練習問題:
(a) 睡眠と脳の文章から、「睡眠中は脳の代謝「デトックス能力」が低下するとの最新研究」で始まり「しやすいことは事実なのです。」で終わる部分をそのまま書き写すこと。
(b) 睡眠と脳の文章では、睡眠不足で脳のデトックス効果が低下したと考えると理解しやすいのはなぜだとされているか。1〜3文で説明すること。
(c) 睡眠と脳の文章を、最後の文の後から引き継いで書き進めてください。

睡眠中は脳の代謝「デトックス能力」が低下するとの最新研究
人が眠っている間には「脳がリフレッシュされる」という考え方があります。脳には有害な物質を掃除する役割を持っている細胞があって、脳脊髄液を介して、それを脳から排泄するような仕組みがあるのです。これを「グリンパティックシステム」と呼んでいます。
この脳をクリーンに保つ働きは、睡眠、特にノンレム睡眠という深い睡眠の時に高まるという研究結果があり、それが事実として信じられてきました。
たしかに睡眠不足は認知症のリスクを高め、認知症の原因のひとつが、脳に有害な物質が溜まることであるのは間違いがないので、睡眠不足で脳のデトックス効果が低下したと考えると、理解しやすいことは事実なのです。

提供された記録:
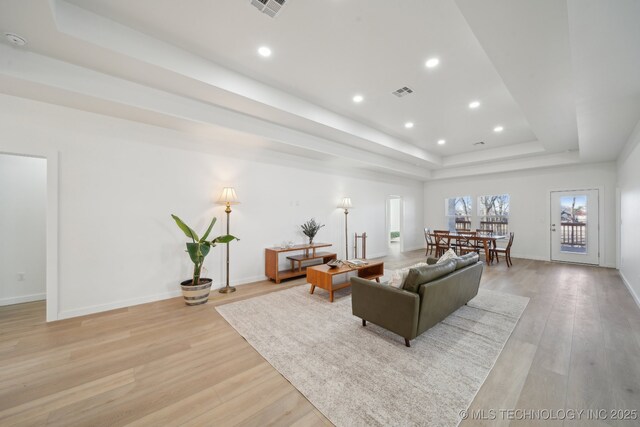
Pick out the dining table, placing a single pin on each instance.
(488, 241)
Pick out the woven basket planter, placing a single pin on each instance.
(196, 295)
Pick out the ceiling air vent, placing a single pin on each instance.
(270, 7)
(403, 91)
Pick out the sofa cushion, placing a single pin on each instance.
(450, 254)
(399, 276)
(466, 260)
(420, 275)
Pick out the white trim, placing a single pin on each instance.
(51, 156)
(631, 291)
(117, 304)
(22, 299)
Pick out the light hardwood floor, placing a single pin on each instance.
(576, 346)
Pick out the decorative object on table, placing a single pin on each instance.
(297, 255)
(345, 204)
(311, 228)
(196, 290)
(450, 254)
(362, 237)
(228, 197)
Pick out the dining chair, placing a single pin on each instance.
(485, 232)
(465, 242)
(442, 240)
(506, 251)
(431, 245)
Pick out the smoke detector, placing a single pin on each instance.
(15, 39)
(403, 91)
(269, 7)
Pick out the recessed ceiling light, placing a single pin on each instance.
(15, 39)
(432, 62)
(264, 51)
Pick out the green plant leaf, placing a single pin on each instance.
(204, 249)
(206, 234)
(194, 252)
(185, 228)
(224, 239)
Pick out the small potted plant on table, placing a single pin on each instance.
(310, 229)
(196, 290)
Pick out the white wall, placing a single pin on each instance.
(119, 182)
(23, 198)
(394, 214)
(529, 209)
(629, 187)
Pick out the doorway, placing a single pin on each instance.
(23, 227)
(574, 226)
(394, 221)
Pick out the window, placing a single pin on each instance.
(494, 213)
(458, 212)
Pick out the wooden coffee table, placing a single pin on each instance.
(321, 276)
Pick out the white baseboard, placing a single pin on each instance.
(67, 314)
(22, 299)
(631, 291)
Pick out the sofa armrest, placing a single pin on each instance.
(394, 309)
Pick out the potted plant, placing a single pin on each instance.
(310, 229)
(196, 290)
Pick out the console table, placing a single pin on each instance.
(308, 253)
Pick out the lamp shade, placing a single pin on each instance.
(345, 203)
(228, 196)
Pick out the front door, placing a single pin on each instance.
(574, 226)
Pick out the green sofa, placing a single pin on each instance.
(429, 295)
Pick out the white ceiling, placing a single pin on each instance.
(560, 77)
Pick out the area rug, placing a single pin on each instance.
(365, 376)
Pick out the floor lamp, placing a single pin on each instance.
(228, 198)
(346, 205)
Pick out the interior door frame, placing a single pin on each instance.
(388, 221)
(51, 288)
(601, 220)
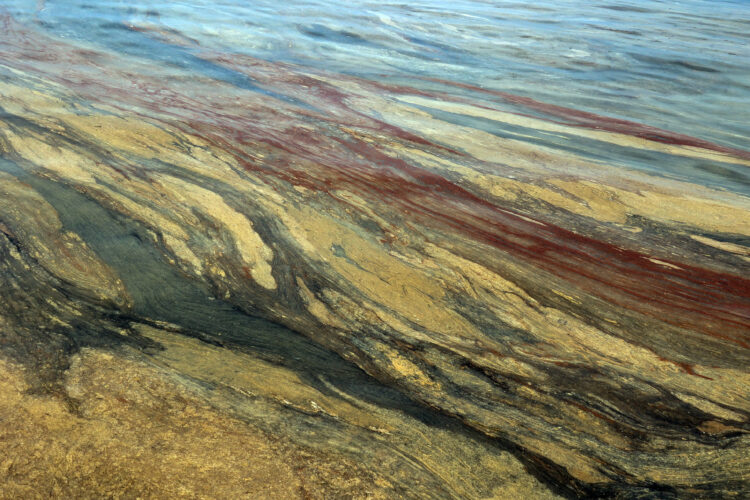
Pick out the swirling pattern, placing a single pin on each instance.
(487, 256)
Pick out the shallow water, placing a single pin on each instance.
(682, 66)
(483, 249)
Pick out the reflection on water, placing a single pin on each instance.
(676, 65)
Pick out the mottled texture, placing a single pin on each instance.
(590, 318)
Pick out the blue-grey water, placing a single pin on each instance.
(678, 65)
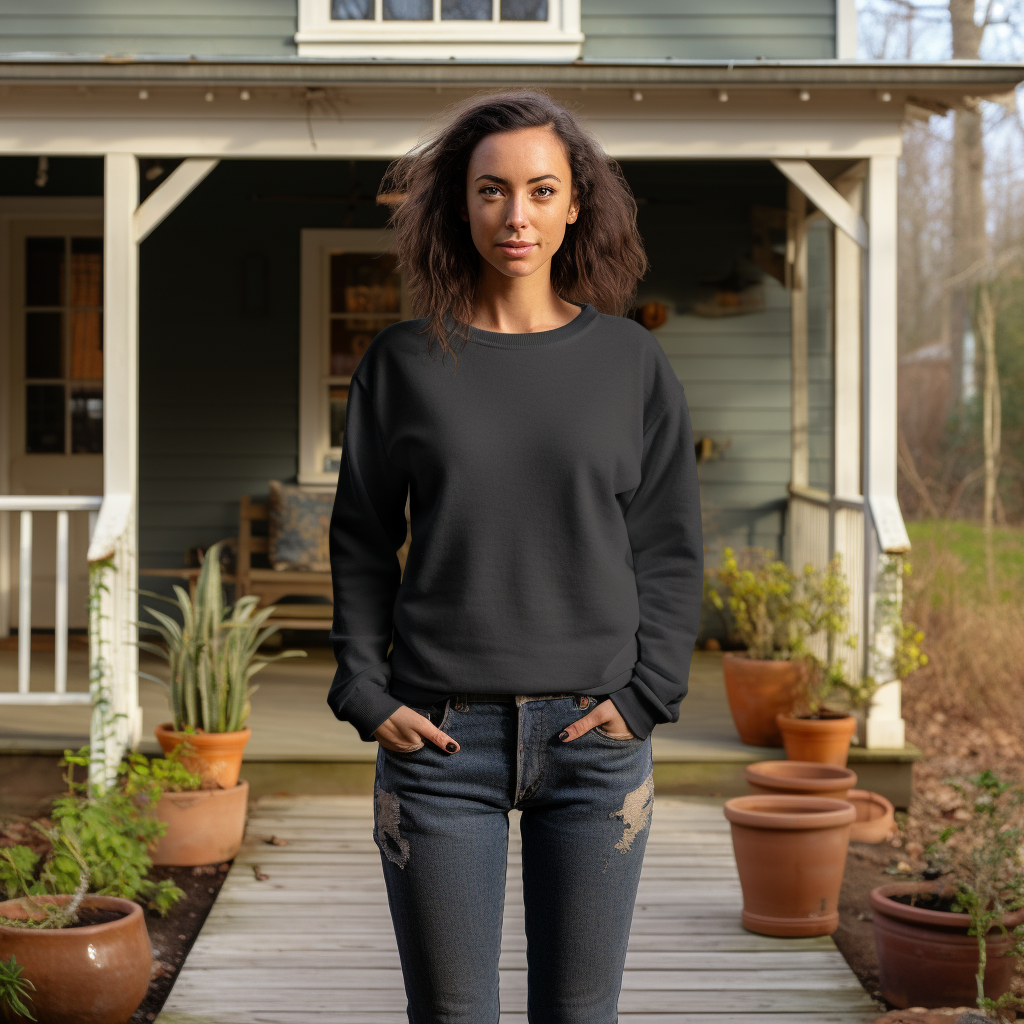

解答一覧:
(a)
睡眠中は脳の代謝「デトックス能力」が低下するとの最新研究
人が眠っている間には「脳がリフレッシュされる」という考え方があります。脳には有害な物質を掃除する役割を持っている細胞があって、脳脊髄液を介して、それを脳から排泄するような仕組みがあるのです。これを「グリンパティックシステム」と呼んでいます。
この脳をクリーンに保つ働きは、睡眠、特にノンレム睡眠という深い睡眠の時に高まるという研究結果があり、それが事実として信じられてきました。
たしかに睡眠不足は認知症のリスクを高め、認知症の原因のひとつが、脳に有害な物質が溜まることであるのは間違いがないので、睡眠不足で脳のデトックス効果が低下したと考えると、理解しやすいことは事実なのです。

(b) 睡眠不足は認知症のリスクを高め、認知症の原因のひとつは脳に有害な物質が溜まることだからである。そのため、睡眠不足で脳のデトックス効果が低下したと考えると理解しやすい。

(c)
ところが、今年の神経医学の専門誌に発表された最新の研究では、睡眠中には脳の代謝は低下して、有害物質を排泄する働きも、起きている時と比べて約30%低下すると報告されたのです。どちらが正しいのでしょうか?
こうしたデータはほとんどがネズミなどを使用した動物実験で、人間で分かっていることはあまりありません。したがって、どちらが正しいとも今の時点では言い切れないのです。ただ、睡眠を十分にとることが、認知症を含めて多くの病気の予防に繋がることは間違いのない事実なので、睡眠のデトックス効果は確認されていなくても、睡眠が健康に良いことは科学的に証明されているのです。